Start of Supplied passage
[SPARK-23020][core] Fix race in SparkAppHandle cleanup, again. #20388

vanzin · 2018-01-24T22:14:32Z

Third time is the charm?

There was still a race that was left in previous attempts. If the handle
closes the connection, the close() implementation would clean up state
that would prevent the thread from waiting on the connection thread to
finish. That could cause the race causing the test flakiness reported
in the bug.

The fix is to move the "wait for connection thread" code to a separate
close method that is used by the handle; that also simplifies the code
a bit and makes it also easier to follow.

I included an unrelated, but correct, change to a YARN test so that
it triggers when the PR is built.

Tested by inserting a sleep in the connection thread to mimic the race;
test failed reliably with the sleep, passes now. (Sleep not included in
the patch.) Also ran YARN tests to make sure.

Third time is the charm? There was still a race that was left in previous attempts. If the handle closes the connection, the close() implementation would clean up state that would prevent the thread from waiting on the connection thread to finish. That could cause the race causing the test flakiness reported in the bug. The fix is to move the "wait for connection thread" code to a separate close method that is used by the handle; that also simplifies the code a bit and makes it also easier to follow. I included an unrelated, but correct, change to a YARN test so that it triggers when the PR is built. Tested by inserting a sleep in the connection thread to mimic the race; test failed reliably with the sleep, passes now. (Sleep not included in the patch.) Also ran YARN tests to make sure.

vanzin · 2018-01-24T22:14:48Z

@cloud-fan @sameeragarwal since you looked at this before.

SparkQA · 2018-01-25T01:43:57Z

Test build #86605 has finished for PR 20388 at commit fb14eaa.

This patch fails Spark unit tests.
This patch merges cleanly.
This patch adds the following public classes (experimental):
class ServerConnection extends LauncherConnection

vanzin · 2018-01-25T01:45:31Z

seems unrelated. retest this please

cloud-fan · 2018-01-25T02:44:44Z

launcher/src/main/java/org/apache/spark/launcher/AbstractAppHandle.java

  private List<Listener> listeners;
-  private State state;
+  private AtomicReference<State> state;


What's the rationale behind this? Previously we just make sure all access and modification to state is synchronized, are you changing it to AtomicReference for performance reasons?
End of Supplied passage
## Exercise instructions
**A)** Retype the portion of the Spark pull request thread that begins at the words "Third time is the charm? There" and ends after the words "in the patch.) Also ran YARN tests to make sure.".
**B)** Give the timestamp of every post in the Spark pull request thread.
Start of Data extract
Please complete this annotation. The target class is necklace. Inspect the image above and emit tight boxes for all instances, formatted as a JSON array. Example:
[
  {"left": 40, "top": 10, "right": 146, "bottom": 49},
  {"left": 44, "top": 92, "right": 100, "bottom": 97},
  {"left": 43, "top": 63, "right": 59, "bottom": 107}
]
End of Data extract
## Outputs in order
**A)**
Third time is the charm? There was still a race that was left in previous attempts. If the handle closes the connection, the close() implementation would clean up state that would prevent the thread from waiting on the connection thread to finish. That could cause the race causing the test flakiness reported in the bug. The fix is to move the "wait for connection thread" code to a separate close method that is used by the handle; that also simplifies the code a bit and makes it also easier to follow. I included an unrelated, but correct, change to a YARN test so that it triggers when the PR is built. Tested by inserting a sleep in the connection thread to mimic the race; test failed reliably with the sleep, passes now. (Sleep not included in the patch.) Also ran YARN tests to make sure.

**B)**
2018-01-24T22:14:32Z
2018-01-24T22:14:48Z
2018-01-25T01:43:57Z
2018-01-25T01:45:31Z
2018-01-25T02:44:44Z